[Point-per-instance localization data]
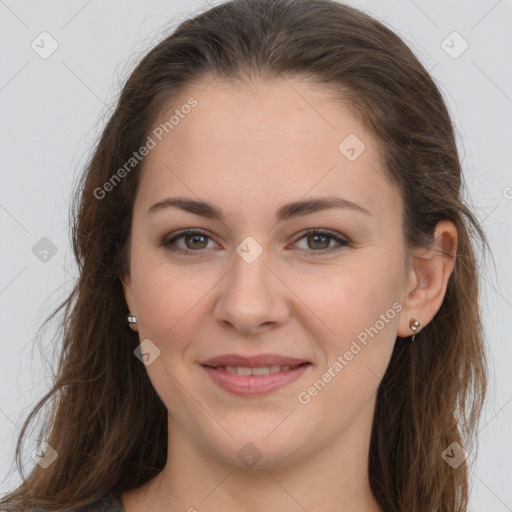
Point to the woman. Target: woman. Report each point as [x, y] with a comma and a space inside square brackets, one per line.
[277, 306]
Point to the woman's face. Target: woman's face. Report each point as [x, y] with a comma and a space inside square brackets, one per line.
[257, 280]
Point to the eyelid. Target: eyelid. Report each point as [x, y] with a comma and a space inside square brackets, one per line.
[341, 240]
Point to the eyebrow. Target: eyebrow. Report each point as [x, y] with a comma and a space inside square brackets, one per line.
[288, 211]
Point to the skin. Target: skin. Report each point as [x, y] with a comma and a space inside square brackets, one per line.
[249, 150]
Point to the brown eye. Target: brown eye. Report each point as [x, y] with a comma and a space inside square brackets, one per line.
[194, 241]
[320, 241]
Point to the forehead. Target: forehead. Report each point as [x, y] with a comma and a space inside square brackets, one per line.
[282, 139]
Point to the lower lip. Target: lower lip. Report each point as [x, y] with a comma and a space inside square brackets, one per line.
[252, 385]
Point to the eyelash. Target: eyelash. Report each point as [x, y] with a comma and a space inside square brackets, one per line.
[167, 243]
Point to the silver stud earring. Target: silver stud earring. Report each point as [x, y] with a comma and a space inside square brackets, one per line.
[415, 327]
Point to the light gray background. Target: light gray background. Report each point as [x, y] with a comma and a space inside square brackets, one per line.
[52, 110]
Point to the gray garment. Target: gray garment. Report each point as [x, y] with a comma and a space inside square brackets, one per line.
[109, 502]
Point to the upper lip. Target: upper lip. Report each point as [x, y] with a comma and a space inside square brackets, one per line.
[256, 361]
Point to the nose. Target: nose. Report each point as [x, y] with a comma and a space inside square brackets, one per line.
[252, 298]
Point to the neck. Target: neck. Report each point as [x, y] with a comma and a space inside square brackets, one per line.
[333, 478]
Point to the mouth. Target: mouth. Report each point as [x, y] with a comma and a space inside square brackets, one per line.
[260, 370]
[255, 381]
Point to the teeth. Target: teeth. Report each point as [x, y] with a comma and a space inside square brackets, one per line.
[263, 370]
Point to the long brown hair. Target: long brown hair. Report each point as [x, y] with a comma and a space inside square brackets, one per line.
[106, 422]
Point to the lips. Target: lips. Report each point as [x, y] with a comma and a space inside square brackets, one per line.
[256, 361]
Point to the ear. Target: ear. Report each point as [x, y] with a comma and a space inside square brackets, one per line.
[429, 271]
[126, 280]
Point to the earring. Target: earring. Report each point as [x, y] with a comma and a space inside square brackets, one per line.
[415, 327]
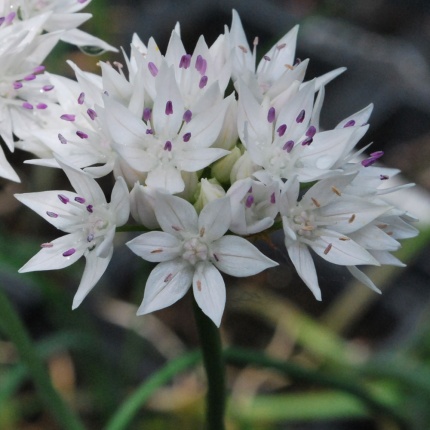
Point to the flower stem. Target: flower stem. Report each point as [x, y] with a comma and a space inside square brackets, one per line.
[11, 326]
[213, 361]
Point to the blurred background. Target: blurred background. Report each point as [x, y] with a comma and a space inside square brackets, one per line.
[98, 354]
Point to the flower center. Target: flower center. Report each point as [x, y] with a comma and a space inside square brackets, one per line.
[195, 250]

INSTRUCTIONS TO FOLLOW: Once you find the line containing "Point to the ear.", retype it and every line after it through the last line of the records above, exactly. Add nothing else, and leave out the pictures.

EXERCISE RESPONSE:
Point to the ear. Target: ear. Report each point as [x, y] with a comma and a space inside square brackets, one per line.
[429, 271]
[126, 280]
Point to the earring. Target: earring. Report each point as [x, y] with a comma and a space inside square brackets, one per line.
[415, 327]
Point to the flower stem. Target: flower stem. Report each point as [x, y] with a comma and a space inside square brackets, one per line.
[11, 326]
[213, 361]
Point to the blurred background. Target: blurred background. Report each point as [x, y] with a comma and a space inside square brackets, one per line.
[98, 354]
Point to the flower center. Target: flower center. Report each point as [x, y] with a comma and a space inside square brackets, one per line.
[195, 250]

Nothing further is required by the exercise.